══ EXCERTO DO TEXTO ══

TUDO A POSTOS para mais um Intercéltico. A música folk de raiz celta regressa à cidade do Porto na 10ª edição deste festival que hoje tem início, pelas 22h, com concertos dos portugueses Adufe e dos espanhóis Celtas Cortos. O programa do fim-de-semana continua no sábado com espetáculos do galego Xosé Manuel Budiño e dos irlandeses Dervish, terminando no domingo com os Tri Yann, oriundos da Bretanha.
Este ano o Intercéltico voltou a trocar de local. Depois dos primórdios no Teatro Rivoli, de uma larga estadia no Cinema do Terço e do regresso, o ano passado, a um Rivoli remodelado, o festival tem lugar no Coliseu, sala maior, capaz de transmitir ao evento uma outra dimensão.

═══
══ DADOS BRUTOS ══

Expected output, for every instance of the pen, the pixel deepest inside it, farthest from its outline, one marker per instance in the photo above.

═══

DESAFIO =>
Devolve, sem qualquer alteração, a passagem do texto sobre o Intercéltico que começa nas palavras "TUDO A POSTOS" e para logo depois de "uma outra dimensão.".

SOLUÇÃO =>
TUDO A POSTOS para mais um Intercéltico. A música folk de raiz celta regressa à cidade do Porto na 10ª edição deste festival que hoje tem início, pelas 22h, com concertos dos portugueses Adufe e dos espanhóis Celtas Cortos. O programa do fim-de-semana continua no sábado com espetáculos do galego Xosé Manuel Budiño e dos irlandeses Dervish, terminando no domingo com os Tri Yann, oriundos da Bretanha.
Este ano o Intercéltico voltou a trocar de local. Depois dos primórdios no Teatro Rivoli, de uma larga estadia no Cinema do Terço e do regresso, o ano passado, a um Rivoli remodelado, o festival tem lugar no Coliseu, sala maior, capaz de transmitir ao evento uma outra dimensão.